■ What you are asked to do: Print the records exactly as given.

■ Data shown:
»»

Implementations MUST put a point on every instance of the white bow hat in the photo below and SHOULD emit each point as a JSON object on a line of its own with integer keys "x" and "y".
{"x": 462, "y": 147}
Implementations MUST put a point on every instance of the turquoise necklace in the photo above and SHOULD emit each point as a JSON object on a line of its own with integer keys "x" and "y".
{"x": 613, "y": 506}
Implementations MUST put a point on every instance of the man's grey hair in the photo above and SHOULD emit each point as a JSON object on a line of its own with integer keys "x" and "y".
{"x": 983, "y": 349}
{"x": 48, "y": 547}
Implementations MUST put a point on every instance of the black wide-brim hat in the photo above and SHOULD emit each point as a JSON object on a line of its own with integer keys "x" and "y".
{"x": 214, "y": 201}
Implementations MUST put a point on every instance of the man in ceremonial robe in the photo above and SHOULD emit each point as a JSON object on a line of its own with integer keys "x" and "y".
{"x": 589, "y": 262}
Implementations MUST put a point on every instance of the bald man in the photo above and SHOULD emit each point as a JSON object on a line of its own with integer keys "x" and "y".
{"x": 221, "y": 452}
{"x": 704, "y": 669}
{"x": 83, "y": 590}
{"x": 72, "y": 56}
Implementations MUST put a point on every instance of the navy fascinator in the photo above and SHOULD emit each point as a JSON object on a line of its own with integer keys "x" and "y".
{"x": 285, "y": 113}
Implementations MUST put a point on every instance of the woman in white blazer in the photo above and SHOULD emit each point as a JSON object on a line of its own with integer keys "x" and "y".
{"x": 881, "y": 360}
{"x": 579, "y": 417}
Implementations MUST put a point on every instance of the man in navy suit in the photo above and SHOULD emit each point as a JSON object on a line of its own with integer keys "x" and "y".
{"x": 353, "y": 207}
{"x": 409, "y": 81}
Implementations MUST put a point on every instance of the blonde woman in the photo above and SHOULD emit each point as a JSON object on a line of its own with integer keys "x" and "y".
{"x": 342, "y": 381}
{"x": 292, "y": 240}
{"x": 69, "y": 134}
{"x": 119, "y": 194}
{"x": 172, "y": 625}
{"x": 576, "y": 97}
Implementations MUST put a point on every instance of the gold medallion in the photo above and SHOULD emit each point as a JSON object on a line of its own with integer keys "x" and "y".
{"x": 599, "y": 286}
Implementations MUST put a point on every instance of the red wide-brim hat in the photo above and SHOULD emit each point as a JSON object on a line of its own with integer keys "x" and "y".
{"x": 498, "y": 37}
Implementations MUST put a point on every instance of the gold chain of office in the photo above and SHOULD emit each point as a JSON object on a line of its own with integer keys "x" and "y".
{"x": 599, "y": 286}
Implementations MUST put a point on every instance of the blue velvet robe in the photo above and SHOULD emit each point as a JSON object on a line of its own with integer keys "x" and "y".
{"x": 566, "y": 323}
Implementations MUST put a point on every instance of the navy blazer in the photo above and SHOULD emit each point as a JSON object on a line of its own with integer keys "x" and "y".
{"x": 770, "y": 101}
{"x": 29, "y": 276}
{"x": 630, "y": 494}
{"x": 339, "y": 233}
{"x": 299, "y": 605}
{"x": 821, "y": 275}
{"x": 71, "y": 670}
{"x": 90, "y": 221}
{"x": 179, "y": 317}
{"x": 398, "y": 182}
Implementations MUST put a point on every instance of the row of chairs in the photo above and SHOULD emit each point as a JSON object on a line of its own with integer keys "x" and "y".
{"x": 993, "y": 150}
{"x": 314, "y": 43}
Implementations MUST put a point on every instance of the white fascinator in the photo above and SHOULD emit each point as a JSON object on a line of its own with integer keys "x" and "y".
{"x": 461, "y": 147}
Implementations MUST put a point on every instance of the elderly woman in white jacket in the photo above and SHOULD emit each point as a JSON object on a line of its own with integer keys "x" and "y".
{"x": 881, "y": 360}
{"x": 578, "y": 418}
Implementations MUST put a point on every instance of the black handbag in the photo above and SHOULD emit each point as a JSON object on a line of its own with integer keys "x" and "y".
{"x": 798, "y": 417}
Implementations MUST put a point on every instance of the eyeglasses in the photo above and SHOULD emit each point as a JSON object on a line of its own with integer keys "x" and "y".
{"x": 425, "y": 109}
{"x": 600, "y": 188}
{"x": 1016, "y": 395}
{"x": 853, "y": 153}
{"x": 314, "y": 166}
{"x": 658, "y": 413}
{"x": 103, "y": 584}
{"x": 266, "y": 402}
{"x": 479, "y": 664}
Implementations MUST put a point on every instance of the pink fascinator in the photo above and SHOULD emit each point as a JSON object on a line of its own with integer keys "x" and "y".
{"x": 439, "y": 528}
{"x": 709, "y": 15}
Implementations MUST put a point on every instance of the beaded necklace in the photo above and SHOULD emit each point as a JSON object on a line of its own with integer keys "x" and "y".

««

■ Solution to the exercise:
Implementations MUST put a point on every instance of the white bow hat in the photo below and SHOULD emit each point as a JSON object on a line of its own with integer keys "x" and "y".
{"x": 462, "y": 147}
Implementations MUST put a point on every instance of the turquoise necklace in the photo above and SHOULD emit each point as a JSON object on a line of its own with integer keys "x" and "y".
{"x": 613, "y": 506}
Implementations MUST put a point on every instance of the man's grey hair in the photo above and SHOULD emit each point as a JSON object on a line of its own with integer keys "x" and "y".
{"x": 983, "y": 349}
{"x": 48, "y": 547}
Implementations MUST put a point on every instance of the black wide-brim hat in the photo above and SHOULD emit each point as a JSON object on a line of its own with integer keys "x" and "y".
{"x": 214, "y": 201}
Implementations MUST put a point on every instance of the man in ceremonial robe in the photo above and SHOULD emit each point as a JSON object on a line of its own with integer keys "x" and "y".
{"x": 589, "y": 262}
Implementations MUST put a point on every instance of the bald man in the photo above and SHOULD emit each point as a JSON object on a line of its own with integer keys "x" and "y".
{"x": 221, "y": 452}
{"x": 704, "y": 669}
{"x": 83, "y": 590}
{"x": 72, "y": 56}
Implementations MUST put a point on every instance of the navy fascinator in the photo above and SHOULD emit each point as a JSON object on a line of its own with integer keys "x" and "y".
{"x": 285, "y": 113}
Implementations MUST put a point on every instance of the woman in white blazer in the photo above and SHOULD emit each point as a JSON object on a line of its own with integer keys "x" and "y".
{"x": 881, "y": 360}
{"x": 579, "y": 417}
Implementations MUST put a point on every instance of the man in navy suit in the photo above and SHOULD emit each point as a JSON object on a line of its own with integer keys "x" and "y".
{"x": 353, "y": 207}
{"x": 409, "y": 81}
Implementations MUST put a point on every instance of the blonde woman in the photo above and SHOULD emit each point as a JSON object on a line of its own with integer keys "x" and "y".
{"x": 342, "y": 381}
{"x": 292, "y": 240}
{"x": 69, "y": 134}
{"x": 119, "y": 194}
{"x": 172, "y": 625}
{"x": 576, "y": 97}
Implementations MUST put a point on every instance of the gold medallion in the photo above and SHOULD emit each point as a JSON object on a line of its own with integer keys "x" and "y".
{"x": 599, "y": 286}
Implementations MUST put a point on every instance of the red wide-brim hat in the photo above and SHOULD emit each point as a JSON object on a line of its own with integer keys "x" and "y".
{"x": 498, "y": 37}
Implementations MUST put a point on every instance of the gold chain of office in the photo above and SHOULD emit each point as a JSON object on a line of its own with integer keys "x" and "y".
{"x": 599, "y": 286}
Implementations MUST put a point on every instance of the blue velvet robe in the photo above and SHOULD emit each point as a JSON object on a line of its own with integer keys "x" and "y".
{"x": 566, "y": 323}
Implementations MUST put a point on every instance of the navy blazer in the photo above and SHOULD emit each point as a JSON object on a line of its own with integer keys "x" and "y".
{"x": 770, "y": 101}
{"x": 29, "y": 276}
{"x": 630, "y": 494}
{"x": 339, "y": 233}
{"x": 299, "y": 605}
{"x": 821, "y": 275}
{"x": 71, "y": 670}
{"x": 90, "y": 221}
{"x": 179, "y": 317}
{"x": 398, "y": 182}
Implementations MUST put a point on every instance of the row of chairs in the photo above and SHOULD emit each point as a JSON object on a line of its own with integer keys "x" and "y".
{"x": 993, "y": 150}
{"x": 314, "y": 43}
Implementations MUST put a point on every instance of the white fascinator in the photo above and SHOULD emit each point as a JSON object on a line of its own with integer keys "x" and "y".
{"x": 461, "y": 147}
Implementations MUST put a point on every instance of the elderly woman in white jacket in the photo above and SHOULD emit each point as a JSON object on a line of its own with integer keys "x" and "y".
{"x": 881, "y": 360}
{"x": 578, "y": 418}
Implementations MUST put a point on every instance of the black handbag in the photo above and SHOULD emit each point as a JSON object on a line of its own with integer keys "x" and "y".
{"x": 798, "y": 417}
Implementations MUST put a point on every instance of the eyeglasses in the photo above and SHOULD emit each point as a JSON object on a line of its own with integer keys "x" and "y".
{"x": 425, "y": 109}
{"x": 600, "y": 188}
{"x": 1016, "y": 395}
{"x": 853, "y": 153}
{"x": 314, "y": 166}
{"x": 658, "y": 413}
{"x": 103, "y": 584}
{"x": 266, "y": 402}
{"x": 479, "y": 664}
Implementations MUST put a point on every instance of the pink fascinator in the photo above and SHOULD emit each point as a JSON object on a line of its own with integer keys "x" and "y".
{"x": 439, "y": 528}
{"x": 709, "y": 15}
Implementations MUST put a point on every instance of the beaded necklace in the photo above and SHOULD emit each point as a JSON object on a line of its own with integer keys "x" and "y".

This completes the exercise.